→ **PROBLEM TO SOLVE**: Turn the data below into a numbered list, leaving out any blank lines.

→ **THE INPUT**:
—————

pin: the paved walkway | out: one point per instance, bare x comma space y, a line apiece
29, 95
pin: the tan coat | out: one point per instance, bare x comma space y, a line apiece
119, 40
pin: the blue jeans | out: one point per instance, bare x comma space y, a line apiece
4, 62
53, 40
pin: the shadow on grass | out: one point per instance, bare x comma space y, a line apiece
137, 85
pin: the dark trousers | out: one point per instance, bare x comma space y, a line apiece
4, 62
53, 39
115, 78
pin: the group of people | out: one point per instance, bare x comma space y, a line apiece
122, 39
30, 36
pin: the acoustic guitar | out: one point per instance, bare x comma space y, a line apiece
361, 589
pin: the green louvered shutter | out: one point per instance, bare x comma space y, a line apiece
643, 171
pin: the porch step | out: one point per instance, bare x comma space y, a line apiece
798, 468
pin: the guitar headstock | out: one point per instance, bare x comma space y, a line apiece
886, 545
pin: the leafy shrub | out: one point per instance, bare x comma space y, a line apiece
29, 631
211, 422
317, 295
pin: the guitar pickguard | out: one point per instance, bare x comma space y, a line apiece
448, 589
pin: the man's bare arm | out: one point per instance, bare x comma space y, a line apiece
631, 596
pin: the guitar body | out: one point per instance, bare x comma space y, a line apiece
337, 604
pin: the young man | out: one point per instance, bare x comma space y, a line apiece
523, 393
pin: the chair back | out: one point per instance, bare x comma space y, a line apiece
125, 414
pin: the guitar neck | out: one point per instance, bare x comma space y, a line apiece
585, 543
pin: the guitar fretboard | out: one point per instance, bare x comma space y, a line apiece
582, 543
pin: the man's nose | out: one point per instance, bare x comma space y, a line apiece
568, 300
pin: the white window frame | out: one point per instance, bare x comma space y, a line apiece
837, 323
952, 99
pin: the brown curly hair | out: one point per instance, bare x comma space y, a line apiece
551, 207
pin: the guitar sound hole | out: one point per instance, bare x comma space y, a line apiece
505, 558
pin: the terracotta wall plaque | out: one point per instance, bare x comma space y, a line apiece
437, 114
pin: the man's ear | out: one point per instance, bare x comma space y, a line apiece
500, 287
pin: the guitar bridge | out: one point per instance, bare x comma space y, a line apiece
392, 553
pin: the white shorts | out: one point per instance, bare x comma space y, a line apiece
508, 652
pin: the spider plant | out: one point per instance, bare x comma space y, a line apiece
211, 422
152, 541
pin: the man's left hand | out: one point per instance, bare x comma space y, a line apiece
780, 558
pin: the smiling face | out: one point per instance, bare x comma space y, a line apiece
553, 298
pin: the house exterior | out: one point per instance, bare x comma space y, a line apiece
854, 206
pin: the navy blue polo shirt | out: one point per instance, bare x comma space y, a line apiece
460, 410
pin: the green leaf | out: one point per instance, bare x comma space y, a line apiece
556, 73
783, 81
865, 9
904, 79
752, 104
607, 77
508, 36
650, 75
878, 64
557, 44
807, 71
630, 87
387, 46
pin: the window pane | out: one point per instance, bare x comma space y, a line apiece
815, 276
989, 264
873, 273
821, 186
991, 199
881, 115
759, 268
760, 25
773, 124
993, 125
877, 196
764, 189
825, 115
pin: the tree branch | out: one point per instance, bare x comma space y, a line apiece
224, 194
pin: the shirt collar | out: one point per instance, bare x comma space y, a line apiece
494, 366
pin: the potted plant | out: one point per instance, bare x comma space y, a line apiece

—————

→ **FINAL RESULT**:
1. pin: the paved walkway | out: one point per instance, bare x comma space y, a line apiece
2. 29, 95
3. pin: the tan coat | out: one point per instance, bare x comma space y, a line apiece
4. 119, 40
5. pin: the blue jeans | out: one point per instance, bare x comma space y, a line apiece
6. 4, 62
7. 53, 40
8. pin: the shadow on grass | out: one point per instance, bare x comma space y, a line apiece
9. 137, 85
10. pin: the dark trousers | out: one point per instance, bare x comma space y, a line apiece
11. 4, 62
12. 53, 39
13. 115, 78
14. pin: the group of people | out: one point per instance, bare x comma space y, a line apiece
15. 122, 39
16. 30, 36
17. pin: the acoustic guitar | out: one point per instance, bare x comma space y, a line apiece
18. 361, 589
19. pin: the green louvered shutter | out: one point per instance, bare x comma space y, a line apiece
20. 643, 171
21. pin: the porch step | out: one point per instance, bare x comma space y, a line apiece
22. 798, 468
23. pin: the guitar headstock | out: one point per instance, bare x comma space y, a line apiece
24. 886, 545
25. pin: the leafy shrub | out: one point per instance, bare x comma space y, a line apiece
26. 29, 631
27. 211, 422
28. 317, 295
29. pin: the guitar pickguard | out: one point per instance, bare x comma space y, a line apiece
30. 448, 589
31. pin: the man's bare arm | out: one point per instance, bare x comma space y, a line apiece
32. 631, 596
33. pin: the guitar body | out: one point per instance, bare x comma space y, a line apiece
34. 337, 604
35. pin: the young man | out: one point per instance, bare x comma space y, a line apiece
36. 523, 393
37. pin: the chair back | out: one point per instance, bare x comma space y, a line apiece
38. 125, 414
39. pin: the guitar neck | out: one point per instance, bare x comma space y, a line apiece
40. 585, 543
41. pin: the guitar fretboard | out: one point per instance, bare x comma space y, a line apiece
42. 582, 543
43. pin: the man's nose | out: one point per instance, bare x comma space y, a line apiece
44. 568, 300
45. pin: the white window frame | out: one point per instance, bare x comma space y, a line apiece
46. 837, 323
47. 952, 99
48. pin: the brown curly hair | out: one point per instance, bare x comma space y, a line apiece
49. 551, 207
50. pin: the guitar sound hole | out: one point per instance, bare x comma space y, a line apiece
51. 505, 558
52. pin: the terracotta wall plaque | out: one point per instance, bare x comma space y, a line apiece
53. 437, 114
54. pin: the man's ear | out: one point per instance, bare x comma space y, a line apiece
55. 500, 287
56. pin: the guitar bridge | out: one point per instance, bare x comma space y, a line apiece
57. 392, 553
58. pin: the white shorts | out: one point per instance, bare x comma space y, a line apiece
59. 508, 652
60. pin: the spider plant | out: one point per instance, bare x comma space y, a line apiece
61. 211, 422
62. 152, 541
63. pin: the man's left hand | out: one point per instance, bare x comma space y, a line apiece
64. 780, 558
65. pin: the smiling face | out: one point per instance, bare x comma space y, a line apiece
66. 553, 298
67. pin: the house exterior | out: one point per instance, bare x comma space y, a line apiece
68. 854, 206
69. pin: the navy blue polo shirt | out: one point per instance, bare x comma space y, a line apiece
70. 460, 410
71. pin: the green leaf | out: one point per instance, bare x comma space y, a line apiece
72. 556, 73
73. 783, 81
74. 865, 9
75. 904, 79
76. 752, 104
77. 607, 77
78. 508, 36
79. 650, 75
80. 878, 64
81. 557, 44
82. 807, 71
83. 630, 87
84. 387, 46
85. pin: the window pane | out: one point per instance, bare x comma space y, a line apiece
86. 815, 276
87. 989, 264
88. 873, 273
89. 821, 186
90. 991, 199
91. 881, 115
92. 759, 268
93. 760, 25
94. 773, 124
95. 993, 125
96. 877, 196
97. 764, 189
98. 825, 115
99. pin: the tree branch | out: one point per instance, bare x comma space y, a line apiece
100. 224, 194
101. pin: the shirt collar | out: one point per instance, bare x comma space y, a line apiece
102. 494, 366
103. pin: the potted plant | out: one point per instance, bare x comma space y, a line apiece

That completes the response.